- **DOCUMENT EXTRACT**:
--- --- ---
Friday, September 7, 2018

Have They Found Where Battles Were Fought Around Cumorah? – Part IX “Predating the Iroquios”

Continuing from the previous post regarding the method of finding ancient arrowheads and artifacts and the lack of such in the area of the hill Cumorah in New York. `
     It is interesting that many of these North American theorists, with nothing to actually show for factual evidence of a Jaredite or Nephite existence, often fall back on the old argument that everything the Jaredites and Nephites built was of wood, and since wood deteriorates, all evidence would have, and has, disappeared, in an attempt to give reason why no such building of huge cities has been found in North America.
Murphy’s Inn ruins, now just an outline and depression of the original foundation area, at Murphy’s Landing, Shakopee, along the Minnesota River. When I was there, this area was overgrown with grass, but the outline was clearly evident

In an area southwest of downtown Minneapolis, now known as River Heritage Park is the colonial settlement of the 88-acre Murphy’s Landing along the Minnesota River, in Shakopee, a town or settlement first named after the Mdewankanton (“dwellers at the spirit waters”) Dakota chief, Ŝakpe II.
    At the time of the first European settlers, Dakota Indians inhabited the valley. Chief Ŝakpe I settled his tribe along the river banks in the 1700s; his village was called Tintonwan, “village of the prairies,” and located east of Shakopee’s present downtown. At one time the Landing boasted a tavern called Murphy’s Inn, a colonial period tavern home of Colonel Murphy. The site’s foundation, which can still be seen as a depression area where the original tavern stood, which is more noticeable even during the spring when it is overgrown with grass and vegetation, lies between the Red Barn Farm, which is about 600 feet to the east, and the actual old town area, about 300-feet to the west, a couple hundred feet south of the old landing on the river and near the old Prairie des Français, the Faribault Trading Post, built in 1844.
    This was the site of the last battle between the Chippewa and the local Sioux of the Mdewakanton Dakota people in the summer of 1868, led by chief Thaóyate Dúta, or Little Crow, though his name translates as “Little Red Nation,” and his father’s name as ”Hawk That Chases or Hunts Walking.” At the time of the outbreak, there were about 600 Mdewankanton Dakota men, women and children living in the village of Tiŋta-otoŋwe, what is now east Shakopee, an area it is believed they occupied for the past 2000 years.
    The point being that in this area of Murphy’s Landing, a complete wood two-story building (house, tavern and trading post) are no longer extant, though its footprint outline is easily discerned. Thus, experts consider the deterioration of a wood building leaving no clue as it its former existence, a poor argument as to why nothing has been found as the North American theorists claim.
    Obviously, wood buildings leave very noticeable evidence, even though the wood is gone, there are still the footprints of buildings, i.e., cleared areas, obvious lines or markings of floor plans etched in the ground, and postholes of ancient structures, all bespeak of such ancient construction. Of course, evidence of chipped stone, pottery shards, and refuse pits are credible signs of past occupation.
--- --- ---
- **DATA**:
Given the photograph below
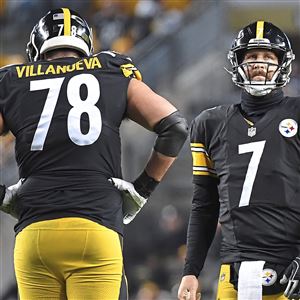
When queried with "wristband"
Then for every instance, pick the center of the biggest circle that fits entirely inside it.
(145, 185)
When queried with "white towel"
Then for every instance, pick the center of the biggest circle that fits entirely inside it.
(250, 280)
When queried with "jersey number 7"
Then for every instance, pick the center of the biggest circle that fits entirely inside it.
(79, 107)
(257, 148)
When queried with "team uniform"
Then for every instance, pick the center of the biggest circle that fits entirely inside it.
(243, 158)
(65, 115)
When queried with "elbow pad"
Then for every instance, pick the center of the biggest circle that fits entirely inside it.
(172, 132)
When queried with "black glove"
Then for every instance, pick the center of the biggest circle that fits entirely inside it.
(291, 276)
(8, 198)
(2, 193)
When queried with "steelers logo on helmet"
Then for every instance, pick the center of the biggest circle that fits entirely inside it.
(269, 277)
(60, 29)
(288, 127)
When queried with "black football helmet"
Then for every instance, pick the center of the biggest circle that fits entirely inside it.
(60, 28)
(261, 35)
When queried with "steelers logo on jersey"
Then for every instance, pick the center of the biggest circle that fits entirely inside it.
(288, 127)
(269, 277)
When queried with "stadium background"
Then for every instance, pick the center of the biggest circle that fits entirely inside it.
(180, 46)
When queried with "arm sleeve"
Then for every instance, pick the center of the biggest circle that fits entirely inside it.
(205, 204)
(202, 225)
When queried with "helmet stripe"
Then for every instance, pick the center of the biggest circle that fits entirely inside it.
(260, 29)
(67, 21)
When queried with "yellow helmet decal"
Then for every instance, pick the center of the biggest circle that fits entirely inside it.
(67, 21)
(260, 29)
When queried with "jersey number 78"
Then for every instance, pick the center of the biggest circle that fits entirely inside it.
(79, 106)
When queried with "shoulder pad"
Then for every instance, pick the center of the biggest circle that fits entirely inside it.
(120, 62)
(5, 69)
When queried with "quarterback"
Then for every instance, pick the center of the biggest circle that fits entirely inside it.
(246, 175)
(65, 108)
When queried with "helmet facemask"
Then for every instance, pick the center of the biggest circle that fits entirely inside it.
(281, 71)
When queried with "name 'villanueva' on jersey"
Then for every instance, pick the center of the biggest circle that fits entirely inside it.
(40, 69)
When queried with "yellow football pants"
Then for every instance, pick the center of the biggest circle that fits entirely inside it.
(69, 258)
(226, 290)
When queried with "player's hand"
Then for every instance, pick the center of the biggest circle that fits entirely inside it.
(8, 198)
(188, 289)
(291, 276)
(132, 200)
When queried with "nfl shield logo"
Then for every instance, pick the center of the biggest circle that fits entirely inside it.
(251, 131)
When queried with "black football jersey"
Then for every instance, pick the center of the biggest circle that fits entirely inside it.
(65, 115)
(258, 176)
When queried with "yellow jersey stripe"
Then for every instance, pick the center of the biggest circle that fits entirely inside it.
(67, 21)
(197, 145)
(205, 173)
(200, 159)
(260, 30)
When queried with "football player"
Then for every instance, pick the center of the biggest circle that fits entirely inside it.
(246, 175)
(65, 108)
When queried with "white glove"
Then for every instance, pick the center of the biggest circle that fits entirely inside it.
(9, 200)
(132, 200)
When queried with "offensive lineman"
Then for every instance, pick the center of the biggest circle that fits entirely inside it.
(65, 108)
(246, 173)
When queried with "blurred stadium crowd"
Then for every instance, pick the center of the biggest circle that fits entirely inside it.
(180, 46)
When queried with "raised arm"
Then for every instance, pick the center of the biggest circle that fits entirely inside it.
(157, 114)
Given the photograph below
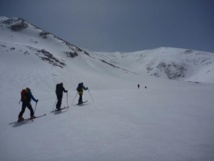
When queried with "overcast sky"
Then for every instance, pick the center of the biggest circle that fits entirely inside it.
(121, 25)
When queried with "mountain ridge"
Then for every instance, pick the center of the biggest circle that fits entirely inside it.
(164, 62)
--- --- ---
- **REQUIRED WORK**:
1 – According to the post on battles around Cumorah, in what year was the Faribault Trading Post built?
2 – Carry the post on battles around Cumorah forward from its final sentence.
The material has no connection to the post on battles around Cumorah.

- **RESPONSES IN ORDER**:
1 – 1844

2 –
Top: The shape of a long gone mansion in an English countryside still evident on the grounds; Middle: Marks carved into the clay caused by buried archaeological remains of tracks leading to ditched enclosures and circular houses, in an Iron Age Roman settlement; Bottom:
Remaining evidence of an ancient civilization in Asia dated to 2500 to 1500 BC

It cannot be overstressed that the North American theorists who claim that no such artifacts and ancient ruins have been found in western New York (or North America for that matter), is due to the Jaredites and Nephites building out of wood, is completely false, disingenuous and totally misleading. The fact that no such building has been found in western New York, where it is claimed hundreds of thousands of Nephites lived for approximately 1000 years, especially sizable finds of artifacts, arrowheads and weapons around the hill Cumorah in western New York, is because the Jaredites and Nephites built of wood that disappeared over time, is totally unwarranted.
    It should be remembered that the largest Nephite cities and towns of the Book of Mormon were of considerable size, some housing tens of thousands of people, such as the city of Nephi and the city of Zarahemla, along with Bountiful in the Nephite Era, and the cities of Moron and Nehor in the Jaredite Era. Yet no such ruins, or even evidence of such ruins, have yet been uncovered that can be dated to either Era. That anthropologists and archaeologists have made claim of people living in North America many thousands of years ago, such evidence, outside the typical scientific tendency to build cities where a pottery shard is found, simply does not exist.
    As a result, such theorists quote a great deal from the dark and sometimes opaque history of the Aquinushioni, who the French called the Iroquois, which is more or less known from the early 1600s, after the French entered the picture and dependable records became available.
Hiawatha, first known Chief of the Aquinushioni or Iroquois

Before that time there was Hiawatha, who was thought to be born in 1525 (some claim 1450, others in the 1300s) and died in 1595, believed to be the co-founder of the Iroquois Confederacy—a fact much recounted in poetry, legend and myth, growing out of the history created in the late nineteenth century, when the Iroquois Six Nations Council asked their six hereditary Chiefs to write in English for the first time the traditional oral history of the formation of the League of Five nations.
    However, this history is so conflicting and ambiguous, filled with disagreements about dates and time frames, that it is hard to accept. Either the Iroquois began in 1390 as some legends claim, in 1450 as others denote, or in the late 1500s, supposedly when Hiawatha is said to have existed. But little credible history is truly known.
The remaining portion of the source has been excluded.